DIRECTIONS FOR THIS TASK ▸ The required output is the line that contains "Pass-network tagging: label the front" plus every line after it in the listing below, copied exactly as it appears.

═════ DATA FOR THE TASK ═════

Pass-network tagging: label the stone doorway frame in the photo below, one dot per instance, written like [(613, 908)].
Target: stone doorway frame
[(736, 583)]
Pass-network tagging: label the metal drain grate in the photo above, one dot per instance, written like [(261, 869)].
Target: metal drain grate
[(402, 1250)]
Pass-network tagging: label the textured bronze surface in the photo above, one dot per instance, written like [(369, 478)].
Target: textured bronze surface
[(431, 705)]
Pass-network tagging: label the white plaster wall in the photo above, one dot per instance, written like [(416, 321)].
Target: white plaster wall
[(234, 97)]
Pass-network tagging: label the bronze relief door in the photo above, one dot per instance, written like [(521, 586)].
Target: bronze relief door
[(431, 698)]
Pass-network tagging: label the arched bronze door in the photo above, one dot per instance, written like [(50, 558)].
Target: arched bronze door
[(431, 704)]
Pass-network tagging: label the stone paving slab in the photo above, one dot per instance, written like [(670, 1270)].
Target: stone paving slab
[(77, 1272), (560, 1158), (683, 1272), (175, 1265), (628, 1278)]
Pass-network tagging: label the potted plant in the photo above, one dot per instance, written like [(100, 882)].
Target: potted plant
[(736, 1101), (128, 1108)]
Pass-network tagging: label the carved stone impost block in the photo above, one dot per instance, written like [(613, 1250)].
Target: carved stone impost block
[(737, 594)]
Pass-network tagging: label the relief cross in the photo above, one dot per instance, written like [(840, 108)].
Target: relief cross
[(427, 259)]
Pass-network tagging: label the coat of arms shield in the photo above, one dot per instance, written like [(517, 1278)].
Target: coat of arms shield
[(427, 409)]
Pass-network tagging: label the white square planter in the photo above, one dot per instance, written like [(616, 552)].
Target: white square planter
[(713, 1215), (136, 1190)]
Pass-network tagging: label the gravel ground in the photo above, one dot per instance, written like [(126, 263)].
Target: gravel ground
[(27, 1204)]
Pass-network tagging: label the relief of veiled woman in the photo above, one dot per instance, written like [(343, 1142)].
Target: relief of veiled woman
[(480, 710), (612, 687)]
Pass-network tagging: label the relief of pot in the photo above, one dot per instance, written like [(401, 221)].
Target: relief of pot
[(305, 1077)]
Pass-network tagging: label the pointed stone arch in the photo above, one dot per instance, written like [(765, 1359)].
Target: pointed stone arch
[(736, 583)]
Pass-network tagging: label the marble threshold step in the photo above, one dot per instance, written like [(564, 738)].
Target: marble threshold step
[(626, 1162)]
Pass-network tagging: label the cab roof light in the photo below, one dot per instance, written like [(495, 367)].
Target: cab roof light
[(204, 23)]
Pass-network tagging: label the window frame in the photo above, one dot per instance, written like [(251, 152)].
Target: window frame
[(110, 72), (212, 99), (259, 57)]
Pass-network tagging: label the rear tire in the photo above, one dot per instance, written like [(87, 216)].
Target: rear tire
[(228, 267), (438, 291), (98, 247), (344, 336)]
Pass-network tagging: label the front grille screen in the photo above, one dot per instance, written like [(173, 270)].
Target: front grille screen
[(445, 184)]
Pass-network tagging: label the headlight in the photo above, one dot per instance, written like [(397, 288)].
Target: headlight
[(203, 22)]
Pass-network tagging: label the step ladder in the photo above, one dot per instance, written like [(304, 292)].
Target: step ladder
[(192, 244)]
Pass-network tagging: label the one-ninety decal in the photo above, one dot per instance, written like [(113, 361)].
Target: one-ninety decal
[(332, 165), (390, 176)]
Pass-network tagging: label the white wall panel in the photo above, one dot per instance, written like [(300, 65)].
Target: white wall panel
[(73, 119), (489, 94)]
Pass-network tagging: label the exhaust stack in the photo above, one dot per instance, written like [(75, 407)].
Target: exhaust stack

═════

OUTPUT OF THE TASK ▸
Pass-network tagging: label the front grille screen in the photo above, one dot per instance, written like [(173, 270)].
Target: front grille screen
[(445, 184)]
Pass-network tagging: label the headlight in the photo above, one dot per instance, written like [(397, 288)].
Target: headlight
[(203, 22)]
Pass-network tagging: label the step ladder in the photo above, one dot per instance, written like [(304, 292)].
Target: step ladder
[(192, 244)]
Pass-network tagging: label the one-ninety decal in the photo above, one dot per instance, written like [(113, 361)].
Target: one-ninety decal
[(332, 165), (390, 176)]
Pass-network tagging: label the white wall panel in the photo above, one dot per instance, written like [(300, 65)].
Target: white wall panel
[(73, 119), (489, 94)]
Pass-network tagging: label the exhaust stack in the photo above, one dot per instance, written like [(75, 407)].
Target: exhaust stack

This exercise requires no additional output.